**DESCRIPTION DU PROBLÈME**
D'après le texte de la page, combien de pêcheurs meurent noyés lors de la tempête qui frappe Vardø en 1617 ?

**TEXTE DE LA PAGE**
☆ ☆ ☆ ☆ ☆

#423 Les Graciées – Kiran Millwood Hargrave

Le résumé…

1617, Vardø, au nord du cercle polaire, en Norvège. Maren Magnusdatter, vingt ans, regarde depuis le village la violente tempête qui s’abat sur la mer. Quarante pêcheurs, dont son frère et son père, gisent sur les rochers en contrebas, noyés. Ce sont les hommes de Vardø qui ont été ainsi décimés, et les femmes vont désormais devoir assurer seules leur survie.
Trois ans plus tard, Absalom Cornet débarque d’Écosse. Cet homme sinistre y brûlait des sorcières. Il est accompagné de sa jeune épouse norvégienne, Ursa. Enivrée et terrifiée par l’autorité de son mari, elle se lie d’amitié avec Maren et découvre que les femmes peuvent être indépendantes. Absalom, lui, ne voit en Vardø qu’un endroit où Dieu n’a pas sa place, un endroit hanté par un puissant démon.

☆ ☆ ☆ ☆ ☆

**EXTRAITS DE DONNÉES**
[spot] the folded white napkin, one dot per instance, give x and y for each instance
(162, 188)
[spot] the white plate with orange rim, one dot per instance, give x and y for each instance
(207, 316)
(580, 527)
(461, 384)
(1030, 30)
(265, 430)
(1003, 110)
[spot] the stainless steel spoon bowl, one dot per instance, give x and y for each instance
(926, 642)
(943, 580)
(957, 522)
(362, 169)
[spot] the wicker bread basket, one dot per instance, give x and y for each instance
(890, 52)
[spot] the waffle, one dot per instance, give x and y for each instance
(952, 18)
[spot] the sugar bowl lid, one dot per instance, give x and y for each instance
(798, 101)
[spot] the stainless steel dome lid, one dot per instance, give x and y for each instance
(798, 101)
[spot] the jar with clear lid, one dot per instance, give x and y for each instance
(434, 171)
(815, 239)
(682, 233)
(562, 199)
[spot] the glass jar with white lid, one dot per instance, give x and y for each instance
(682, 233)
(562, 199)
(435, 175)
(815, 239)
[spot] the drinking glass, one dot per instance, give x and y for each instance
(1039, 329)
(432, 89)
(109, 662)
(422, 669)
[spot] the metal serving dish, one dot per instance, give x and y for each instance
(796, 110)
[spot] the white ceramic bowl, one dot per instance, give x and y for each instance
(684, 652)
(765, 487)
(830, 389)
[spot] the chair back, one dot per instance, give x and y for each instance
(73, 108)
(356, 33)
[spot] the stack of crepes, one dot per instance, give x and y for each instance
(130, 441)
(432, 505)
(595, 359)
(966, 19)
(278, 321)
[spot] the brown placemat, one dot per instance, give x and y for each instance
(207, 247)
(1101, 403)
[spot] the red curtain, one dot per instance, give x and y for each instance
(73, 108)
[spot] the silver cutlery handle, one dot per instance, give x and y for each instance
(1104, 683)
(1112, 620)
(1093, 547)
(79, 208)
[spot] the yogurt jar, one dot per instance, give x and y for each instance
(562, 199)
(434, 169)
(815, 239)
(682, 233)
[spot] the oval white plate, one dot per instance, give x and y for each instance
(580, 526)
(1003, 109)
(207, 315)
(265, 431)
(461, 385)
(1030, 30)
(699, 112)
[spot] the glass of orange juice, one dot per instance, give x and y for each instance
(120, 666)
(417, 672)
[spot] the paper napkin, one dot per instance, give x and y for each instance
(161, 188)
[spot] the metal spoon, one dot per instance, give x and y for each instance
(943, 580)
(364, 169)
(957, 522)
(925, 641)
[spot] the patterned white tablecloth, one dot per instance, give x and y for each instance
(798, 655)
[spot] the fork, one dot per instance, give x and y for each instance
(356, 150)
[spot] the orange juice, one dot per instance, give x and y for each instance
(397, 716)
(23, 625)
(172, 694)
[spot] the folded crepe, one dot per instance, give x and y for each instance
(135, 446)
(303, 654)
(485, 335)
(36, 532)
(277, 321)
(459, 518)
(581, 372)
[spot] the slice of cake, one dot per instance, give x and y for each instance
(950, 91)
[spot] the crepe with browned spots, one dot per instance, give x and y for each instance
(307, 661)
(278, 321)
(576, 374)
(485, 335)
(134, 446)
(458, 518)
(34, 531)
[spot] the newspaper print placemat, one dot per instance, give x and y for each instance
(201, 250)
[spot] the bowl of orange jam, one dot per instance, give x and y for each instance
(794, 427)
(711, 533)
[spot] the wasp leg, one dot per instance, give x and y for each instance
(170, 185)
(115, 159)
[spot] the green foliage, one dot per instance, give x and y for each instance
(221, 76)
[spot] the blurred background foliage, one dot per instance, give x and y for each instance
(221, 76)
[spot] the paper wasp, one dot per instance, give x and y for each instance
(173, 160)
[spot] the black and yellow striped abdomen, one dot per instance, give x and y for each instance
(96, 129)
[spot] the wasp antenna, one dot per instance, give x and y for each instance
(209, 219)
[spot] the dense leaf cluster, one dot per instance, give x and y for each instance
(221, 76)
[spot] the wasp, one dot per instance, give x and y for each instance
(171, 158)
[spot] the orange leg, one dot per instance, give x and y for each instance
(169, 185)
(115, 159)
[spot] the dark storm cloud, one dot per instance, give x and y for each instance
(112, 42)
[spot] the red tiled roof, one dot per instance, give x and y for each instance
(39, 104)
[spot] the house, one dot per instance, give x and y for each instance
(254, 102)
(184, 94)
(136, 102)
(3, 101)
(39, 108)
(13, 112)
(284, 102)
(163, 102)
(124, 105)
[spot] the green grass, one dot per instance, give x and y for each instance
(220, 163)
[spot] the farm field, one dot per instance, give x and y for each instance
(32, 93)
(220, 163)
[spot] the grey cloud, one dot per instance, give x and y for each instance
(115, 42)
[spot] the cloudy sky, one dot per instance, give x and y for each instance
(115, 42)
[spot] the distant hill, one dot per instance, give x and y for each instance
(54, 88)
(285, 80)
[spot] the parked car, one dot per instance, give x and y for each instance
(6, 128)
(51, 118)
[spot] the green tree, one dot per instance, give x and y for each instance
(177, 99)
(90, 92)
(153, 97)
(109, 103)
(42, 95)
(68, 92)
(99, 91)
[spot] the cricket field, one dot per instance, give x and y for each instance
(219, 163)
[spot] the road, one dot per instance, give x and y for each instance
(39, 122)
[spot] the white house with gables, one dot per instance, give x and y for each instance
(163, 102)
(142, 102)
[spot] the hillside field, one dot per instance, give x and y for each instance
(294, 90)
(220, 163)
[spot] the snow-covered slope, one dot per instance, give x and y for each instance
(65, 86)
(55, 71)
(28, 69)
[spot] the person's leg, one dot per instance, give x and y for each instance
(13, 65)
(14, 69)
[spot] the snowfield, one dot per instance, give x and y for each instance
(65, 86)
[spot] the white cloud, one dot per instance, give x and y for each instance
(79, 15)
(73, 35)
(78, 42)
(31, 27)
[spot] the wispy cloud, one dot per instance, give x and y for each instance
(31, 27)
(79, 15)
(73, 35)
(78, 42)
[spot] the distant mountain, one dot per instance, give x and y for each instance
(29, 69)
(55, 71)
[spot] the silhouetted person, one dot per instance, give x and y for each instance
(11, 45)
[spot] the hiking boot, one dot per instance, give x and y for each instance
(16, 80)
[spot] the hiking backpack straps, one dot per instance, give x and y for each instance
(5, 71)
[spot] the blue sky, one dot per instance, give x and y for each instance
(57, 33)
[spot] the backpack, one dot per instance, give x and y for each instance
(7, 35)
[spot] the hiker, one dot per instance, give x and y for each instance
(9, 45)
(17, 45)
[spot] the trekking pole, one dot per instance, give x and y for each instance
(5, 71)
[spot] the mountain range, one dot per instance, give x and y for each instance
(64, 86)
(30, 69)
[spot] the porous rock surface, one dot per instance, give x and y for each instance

☆ ☆ ☆ ☆ ☆

**RÉSULTAT DE LA TÂCHE**
Quarante pêcheurs.